GIVEN TASK A >> Name every microwave in the ranked list that opens the microwave roundup below, in the order given.
GIVEN TASK B >> According to the microwave roundup below, how many power settings does the EM131A5C offer?
GIVEN TASK C >> Translate this sentence from the microwave roundup below into Spanish: "And unlike our previous top pick from Sharp, this Toshiba has an interior light that actually stays on."

TEXT SHOWN >>
>>>>

Here are the best affordable countertop microwaves we researched, in order:
- Toshiba EM131A5C Microwave Oven with Smart Sensor
- Toshiba EM925A5A Microwave Oven
- GE 1.1 Cubic-Foot Mid-Size Microwave
- Sharp Carousel 1.1 Cubic-Foot Mid-Size Microwave
- Magic Chef 1.1 Cubic-Foot Countertop Microwave
- AmazonBasics Microwave, Small, 0.7 Cubic-Foot 700W
Recommendations are independently chosen by Reviewed’s editors. Purchases you make through our links may earn us a commission.
BEST OVERALLToshiba EM131A5C Microwave Oven with Smart Sensor
Although Toshiba sells a range of highly-rated microwaves in just about every size you could think of, this 1100W, 1.2 cubic-foot unit is the true Goldilocks of the bunch—not too big and overpowered, not too small and weak, but just right. It’s also the least expensive model of the Toshiba series that still offers a smart sensor, which can adjust cook time and stop automatically based on how much steam your food releases.
With 10 power settings and a handful of useful presets on a large, easy-to-read digital display, the EM131A5C has everything most people are looking for in a microwave. Reviewers particularly love its convenient one-touch controls, mutable buzzer, fingerprint-proof front panel, and door that opens with a pull, rather than a push button. And unlike our previous top pick from Sharp, this Toshiba has an interior light that actually stays on.

<<<<

[Stored data]
>>>>

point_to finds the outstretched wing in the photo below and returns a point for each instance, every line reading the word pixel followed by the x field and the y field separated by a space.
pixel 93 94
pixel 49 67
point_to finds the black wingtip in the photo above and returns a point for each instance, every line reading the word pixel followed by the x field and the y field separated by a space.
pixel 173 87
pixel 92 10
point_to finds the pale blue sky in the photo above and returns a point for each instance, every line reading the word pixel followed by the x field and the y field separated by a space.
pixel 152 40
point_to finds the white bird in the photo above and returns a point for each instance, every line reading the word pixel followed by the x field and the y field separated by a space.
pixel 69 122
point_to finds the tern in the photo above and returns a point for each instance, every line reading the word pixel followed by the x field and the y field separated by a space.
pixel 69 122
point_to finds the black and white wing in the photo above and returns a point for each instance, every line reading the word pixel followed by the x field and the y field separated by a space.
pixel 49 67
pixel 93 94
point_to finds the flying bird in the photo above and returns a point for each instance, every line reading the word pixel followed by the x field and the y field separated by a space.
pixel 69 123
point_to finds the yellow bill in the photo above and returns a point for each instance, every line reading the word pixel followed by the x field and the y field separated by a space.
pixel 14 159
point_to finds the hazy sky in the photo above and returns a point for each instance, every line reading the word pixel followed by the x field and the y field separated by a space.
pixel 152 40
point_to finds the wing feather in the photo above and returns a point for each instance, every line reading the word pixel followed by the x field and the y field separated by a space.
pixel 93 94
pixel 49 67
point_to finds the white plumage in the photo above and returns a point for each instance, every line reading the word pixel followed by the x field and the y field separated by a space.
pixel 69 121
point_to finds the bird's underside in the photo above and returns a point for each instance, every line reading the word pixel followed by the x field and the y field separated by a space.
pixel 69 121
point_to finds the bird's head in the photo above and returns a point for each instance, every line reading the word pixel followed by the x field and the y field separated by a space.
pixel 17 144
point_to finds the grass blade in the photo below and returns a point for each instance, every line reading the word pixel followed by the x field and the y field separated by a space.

<<<<

SOLUTION A >>
- Toshiba EM131A5C Microwave Oven with Smart Sensor
- Toshiba EM925A5A Microwave Oven
- GE 1.1 Cubic-Foot Mid-Size Microwave
- Sharp Carousel 1.1 Cubic-Foot Mid-Size Microwave
- Magic Chef 1.1 Cubic-Foot Countertop Microwave
- AmazonBasics Microwave, Small, 0.7 Cubic-Foot 700W

SOLUTION B >> It offers 10 power settings.

SOLUTION C >> Y, a diferencia de nuestra anterior opción preferida de Sharp, este Toshiba tiene una luz interior que realmente permanece encendida.